* **PROBLEM DESCRIPTION**: Repeat all of the records verbatim.

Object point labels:
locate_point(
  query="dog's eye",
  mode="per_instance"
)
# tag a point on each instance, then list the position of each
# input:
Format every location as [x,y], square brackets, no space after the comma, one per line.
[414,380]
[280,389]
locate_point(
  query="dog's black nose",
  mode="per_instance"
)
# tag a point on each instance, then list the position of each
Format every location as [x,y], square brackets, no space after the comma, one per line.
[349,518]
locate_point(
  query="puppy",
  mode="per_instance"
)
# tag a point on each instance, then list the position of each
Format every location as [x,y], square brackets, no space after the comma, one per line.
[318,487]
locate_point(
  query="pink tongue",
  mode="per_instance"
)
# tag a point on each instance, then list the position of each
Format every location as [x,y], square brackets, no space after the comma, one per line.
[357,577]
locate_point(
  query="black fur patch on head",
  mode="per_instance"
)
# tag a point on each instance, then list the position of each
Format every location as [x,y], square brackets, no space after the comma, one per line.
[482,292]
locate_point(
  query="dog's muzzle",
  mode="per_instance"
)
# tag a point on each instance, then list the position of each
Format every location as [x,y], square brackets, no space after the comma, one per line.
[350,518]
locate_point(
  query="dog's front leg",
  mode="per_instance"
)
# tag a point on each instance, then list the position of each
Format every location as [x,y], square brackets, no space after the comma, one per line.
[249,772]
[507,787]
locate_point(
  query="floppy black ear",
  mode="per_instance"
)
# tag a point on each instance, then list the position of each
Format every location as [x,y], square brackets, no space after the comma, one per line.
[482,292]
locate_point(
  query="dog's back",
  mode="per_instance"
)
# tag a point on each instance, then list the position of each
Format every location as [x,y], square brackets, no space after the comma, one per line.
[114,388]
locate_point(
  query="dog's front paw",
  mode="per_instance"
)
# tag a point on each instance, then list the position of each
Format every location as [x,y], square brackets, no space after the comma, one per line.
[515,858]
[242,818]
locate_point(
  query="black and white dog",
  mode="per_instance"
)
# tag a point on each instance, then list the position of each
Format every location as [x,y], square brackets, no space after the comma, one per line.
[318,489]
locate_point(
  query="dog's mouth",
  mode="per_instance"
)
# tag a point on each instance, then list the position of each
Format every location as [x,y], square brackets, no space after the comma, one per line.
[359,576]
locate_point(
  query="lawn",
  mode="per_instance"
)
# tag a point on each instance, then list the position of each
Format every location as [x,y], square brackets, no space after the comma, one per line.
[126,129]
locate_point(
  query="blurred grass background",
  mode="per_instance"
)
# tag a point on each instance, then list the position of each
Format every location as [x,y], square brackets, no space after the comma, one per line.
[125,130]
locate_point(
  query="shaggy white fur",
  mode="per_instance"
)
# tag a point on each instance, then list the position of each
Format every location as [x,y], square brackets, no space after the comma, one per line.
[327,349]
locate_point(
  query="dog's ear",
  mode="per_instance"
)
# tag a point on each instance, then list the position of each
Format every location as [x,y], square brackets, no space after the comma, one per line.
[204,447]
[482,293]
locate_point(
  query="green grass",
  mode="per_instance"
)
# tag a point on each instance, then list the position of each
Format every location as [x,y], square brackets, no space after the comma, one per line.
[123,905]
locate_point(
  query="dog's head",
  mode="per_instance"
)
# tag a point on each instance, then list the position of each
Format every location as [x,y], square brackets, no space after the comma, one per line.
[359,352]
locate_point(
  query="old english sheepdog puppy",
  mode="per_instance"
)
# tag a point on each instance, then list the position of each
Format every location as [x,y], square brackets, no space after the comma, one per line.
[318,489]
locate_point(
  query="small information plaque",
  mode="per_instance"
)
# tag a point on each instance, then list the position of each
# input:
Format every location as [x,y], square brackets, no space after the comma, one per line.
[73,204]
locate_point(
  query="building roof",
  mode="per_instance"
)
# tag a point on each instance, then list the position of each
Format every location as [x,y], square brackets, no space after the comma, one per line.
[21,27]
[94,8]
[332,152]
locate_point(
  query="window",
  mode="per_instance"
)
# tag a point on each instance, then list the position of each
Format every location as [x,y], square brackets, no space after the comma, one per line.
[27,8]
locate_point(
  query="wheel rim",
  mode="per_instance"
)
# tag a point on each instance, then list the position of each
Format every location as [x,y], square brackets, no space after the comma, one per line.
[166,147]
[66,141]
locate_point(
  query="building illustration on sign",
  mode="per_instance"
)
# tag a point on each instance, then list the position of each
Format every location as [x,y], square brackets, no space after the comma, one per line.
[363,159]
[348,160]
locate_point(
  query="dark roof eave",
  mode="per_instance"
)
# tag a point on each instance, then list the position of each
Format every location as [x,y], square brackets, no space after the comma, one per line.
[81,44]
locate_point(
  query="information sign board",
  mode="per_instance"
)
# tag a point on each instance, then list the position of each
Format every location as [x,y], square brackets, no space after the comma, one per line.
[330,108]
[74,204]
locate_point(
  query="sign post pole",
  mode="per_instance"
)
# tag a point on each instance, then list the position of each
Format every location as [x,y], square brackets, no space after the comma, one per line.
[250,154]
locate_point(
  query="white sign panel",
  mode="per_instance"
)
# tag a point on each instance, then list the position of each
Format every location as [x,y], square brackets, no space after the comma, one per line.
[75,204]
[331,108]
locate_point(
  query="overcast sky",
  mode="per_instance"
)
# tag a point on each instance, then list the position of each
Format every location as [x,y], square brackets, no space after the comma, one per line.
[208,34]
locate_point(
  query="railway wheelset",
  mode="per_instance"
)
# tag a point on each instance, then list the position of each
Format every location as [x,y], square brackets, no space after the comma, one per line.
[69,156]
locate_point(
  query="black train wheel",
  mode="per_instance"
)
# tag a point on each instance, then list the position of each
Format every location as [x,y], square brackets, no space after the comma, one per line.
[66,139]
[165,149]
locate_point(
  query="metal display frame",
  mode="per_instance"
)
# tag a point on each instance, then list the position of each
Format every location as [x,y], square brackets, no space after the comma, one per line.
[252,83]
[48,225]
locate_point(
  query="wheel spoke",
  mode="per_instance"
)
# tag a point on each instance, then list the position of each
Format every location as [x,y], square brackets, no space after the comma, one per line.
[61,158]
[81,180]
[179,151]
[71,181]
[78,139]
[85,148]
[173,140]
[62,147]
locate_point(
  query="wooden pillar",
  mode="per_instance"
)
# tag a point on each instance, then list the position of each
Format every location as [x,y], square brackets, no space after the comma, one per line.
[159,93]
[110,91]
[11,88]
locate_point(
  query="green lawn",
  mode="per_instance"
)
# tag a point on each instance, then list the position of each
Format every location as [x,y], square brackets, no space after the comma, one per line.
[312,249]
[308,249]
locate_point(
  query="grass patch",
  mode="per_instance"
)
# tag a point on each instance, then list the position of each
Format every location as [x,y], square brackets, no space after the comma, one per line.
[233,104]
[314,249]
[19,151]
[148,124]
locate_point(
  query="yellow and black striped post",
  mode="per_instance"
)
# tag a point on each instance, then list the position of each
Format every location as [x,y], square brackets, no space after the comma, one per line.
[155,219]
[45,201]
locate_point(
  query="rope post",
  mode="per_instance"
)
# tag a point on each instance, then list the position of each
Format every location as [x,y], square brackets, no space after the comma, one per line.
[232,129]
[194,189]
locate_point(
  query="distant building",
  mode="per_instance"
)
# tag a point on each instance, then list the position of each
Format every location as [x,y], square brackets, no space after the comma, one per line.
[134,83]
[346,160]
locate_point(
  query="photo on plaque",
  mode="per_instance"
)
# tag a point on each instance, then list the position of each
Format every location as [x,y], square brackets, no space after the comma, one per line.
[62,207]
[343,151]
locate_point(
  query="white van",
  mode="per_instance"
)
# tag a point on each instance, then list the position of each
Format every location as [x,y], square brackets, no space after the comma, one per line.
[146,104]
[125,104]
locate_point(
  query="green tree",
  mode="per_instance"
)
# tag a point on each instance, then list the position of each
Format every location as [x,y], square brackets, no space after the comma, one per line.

* **OUTPUT FOR THIS EXERCISE**:
locate_point(
  query="dog's eye",
  mode="per_instance"
)
# tag a point on each instance, then list the position of each
# input:
Format every location as [x,y], square brackets, no space after the comma, one per line.
[414,380]
[280,389]
locate_point(
  query="dog's black nose",
  mode="per_instance"
)
# tag a point on each instance, then list the position of each
Format every location as [x,y], square brackets, no space after the comma, one per line.
[349,518]
locate_point(
  query="puppy",
  mode="per_instance"
)
# tag a point on each instance, then list the position of each
Format every location as [x,y], square brackets, no space after the comma, one per line.
[318,487]
locate_point(
  query="pink tongue",
  mode="per_instance"
)
# tag a point on each instance, then list the position of each
Format every location as [x,y], square brackets, no space after the comma, one per line.
[357,577]
locate_point(
  query="black fur patch on head",
  mode="per_instance"
)
# tag a point on each instance, then list the position of each
Format every location as [x,y], square brackets, no space after the comma, one per line.
[482,292]
locate_point(
  query="dog's muzzle",
  mode="per_instance"
)
# tag a point on each instance, then list the position of each
Format every location as [x,y], square brackets, no space after the comma, one per line.
[350,518]
locate_point(
  query="dog's front leg",
  mode="per_instance"
)
# tag a point on each instance, then list the position of each
Format every location as [x,y], square brackets, no space after the comma, one per line.
[249,772]
[507,787]
locate_point(
  query="floppy black ear",
  mode="per_instance"
)
# tag a point on each instance, then list the position of each
Format every location as [x,y], square brackets, no space after the comma, one per line.
[482,292]
locate_point(
  query="dog's back",
  mode="per_instance"
)
# tag a point on each instance, then list the position of each
Format every location as [x,y], square brackets, no space after the comma, one per line.
[114,388]
locate_point(
  query="dog's front paw",
  mode="per_instance"
)
# tag a point on each instance, then list the position of each
Format every location as [x,y], square brackets, no space after the comma, one per line.
[515,858]
[242,818]
locate_point(
  query="black and white dog",
  mode="per_instance"
)
# tag a point on each instance, then list the position of each
Format every location as [x,y], square brackets, no space after the comma, one per line.
[318,489]
locate_point(
  query="dog's mouth",
  mode="per_instance"
)
# tag a point on each instance, then list the position of each
Format every location as [x,y], square brackets, no space after the comma, one per line.
[359,576]
locate_point(
  query="lawn",
  mode="per_instance"
)
# tag a point on each instance, then list the position of each
Format every location as [x,y], square brackets, no space after the comma, one per line.
[126,129]
locate_point(
  query="blurred grass background",
  mode="per_instance"
)
# tag a point on each instance, then list the position of each
Format every location as [x,y], square brackets, no space after the comma, one per line.
[125,130]
locate_point(
  query="shaggy white fur",
  mode="per_instance"
)
# tag a point on each instance, then list the position of each
Format every location as [x,y], square brackets, no space after the comma, one per line.
[327,349]
locate_point(
  query="dog's ear",
  mode="per_instance"
)
# tag a point on each instance, then list the position of each
Format every location as [x,y], square brackets, no space after the comma, one per line.
[204,447]
[482,293]
locate_point(
  query="green grass",
  mode="per_instance"
)
# tag a point on each instance, then list the position of each
Format every location as [x,y], square brackets, no space after the comma, one per line.
[123,905]
locate_point(
  query="dog's head",
  mode="per_instance"
)
# tag a point on each instance, then list the position of each
Format every location as [x,y], square brackets, no space after the comma, one per line.
[359,352]
locate_point(
  query="old english sheepdog puppy",
  mode="per_instance"
)
# tag a point on each instance, then list the position of each
Format every location as [x,y], square brackets, no space after the comma, one per line.
[318,489]
locate_point(
  query="small information plaque",
  mode="per_instance"
)
# tag a point on each instance, then list the position of each
# input:
Format every location as [x,y], square brackets, no space after the comma, one per line.
[73,204]
locate_point(
  query="building roof",
  mode="per_instance"
)
# tag a point on each instance, then list the position of each
Format every location as [x,y], square brackets, no space after the comma, one per line.
[21,27]
[94,8]
[332,152]
locate_point(
  query="window",
  mode="per_instance"
)
# tag a point on each instance, then list the position of each
Format every location as [x,y], square brackets, no space after the comma, one per line.
[27,8]
locate_point(
  query="wheel rim",
  mode="per_instance"
)
# tag a point on each instance, then list the position of each
Format every location as [x,y], square brackets, no space after the comma, one per line.
[166,147]
[66,141]
locate_point(
  query="building illustration on sign",
  mode="per_instance"
)
# tag a point on each instance, then list the position of each
Format every location as [x,y], square brackets, no space after the comma, one per line.
[363,159]
[348,160]
locate_point(
  query="dark roof eave",
  mode="per_instance"
)
# tag a point on each instance, then list the position of each
Format every location as [x,y], square brackets, no space after the comma, one per line.
[81,44]
locate_point(
  query="information sign board",
  mode="per_instance"
)
# tag a point on each instance, then list the position of each
Format every location as [x,y], square brackets, no space after the comma, one per line.
[330,108]
[74,204]
locate_point(
  query="sign post pole",
  mode="per_instance"
)
# tag a point on each instance, then list the position of each
Format every location as [x,y], square brackets, no space after the comma, one per line.
[250,154]
locate_point(
  query="white sign panel",
  mode="per_instance"
)
# tag a point on each instance, then list the position of each
Format every location as [x,y], square brackets, no space after the comma, one per line.
[75,204]
[331,108]
locate_point(
  query="overcast sky",
  mode="per_instance"
)
# tag a point on each instance, then list the position of each
Format every location as [x,y], square brackets, no space after the comma, one per line.
[208,34]
locate_point(
  query="railway wheelset",
  mode="per_instance"
)
# tag a point on each instance, then list the position of each
Format every location as [x,y], square brackets, no space after the comma, one per line.
[69,156]
locate_point(
  query="black train wheel",
  mode="per_instance"
)
# tag a point on each instance, then list the position of each
Format every location as [x,y], square brackets, no space after the comma, one per line.
[66,139]
[165,149]
locate_point(
  query="metal display frame",
  mode="per_instance"
)
# tag a point on each instance, then list the position of each
Format every location as [x,y], square brackets, no space after the comma, one per line.
[252,83]
[48,225]
locate_point(
  query="wheel spoke",
  mode="per_instance"
)
# tag a point on each instance, then list the position of each
Format every location as [x,y], square brackets, no space after the comma, one per line.
[61,158]
[81,180]
[179,151]
[71,181]
[78,139]
[85,148]
[173,140]
[62,147]
locate_point(
  query="wooden pillar",
  mode="per_instance"
)
# tag a point on each instance, then list the position of each
Format every location as [x,y], square brackets, no space after the comma, one per line.
[159,93]
[110,91]
[11,88]
locate_point(
  query="green lawn",
  mode="per_instance"
)
# tag a point on each instance, then list the position of each
Format every location as [x,y], square brackets, no space after the comma, one per line.
[312,249]
[308,249]
locate_point(
  query="grass patch",
  mode="per_instance"
)
# tag a point on each instance, then list the position of each
Format every location as [x,y], square brackets, no space after the comma, one per line.
[233,104]
[314,249]
[19,151]
[148,124]
locate_point(
  query="yellow and black striped post",
  mode="per_instance"
)
# tag a point on each instance, then list the position of each
Format every location as [x,y], square brackets, no space after the comma, one per line.
[155,219]
[45,201]
locate_point(
  query="rope post",
  mode="per_instance"
)
# tag a point on each instance, then list the position of each
Format every location as [x,y], square brackets, no space after the comma, one per line.
[232,129]
[194,189]
locate_point(
  query="distant building",
  mode="per_instance"
)
# tag a point on each instance, then list the position of each
Format every location as [x,y], square brackets, no space after the comma, one per line.
[134,83]
[346,160]
locate_point(
  query="photo on plaque",
  mode="per_instance"
)
# tag a point on each instance, then list the position of each
Format every location as [x,y], square brackets, no space after the comma, one per line.
[62,207]
[343,151]
locate_point(
  query="white van",
  mode="per_instance"
)
# tag a point on each instance, then list the position of each
Format every location as [x,y], square brackets, no space after the comma, one per line.
[146,104]
[125,104]
locate_point(
  query="green tree",
  mode="per_instance"
)
# tag a point on each instance, then list the position of each
Format every location as [x,y], square brackets, no space after the comma, one per line.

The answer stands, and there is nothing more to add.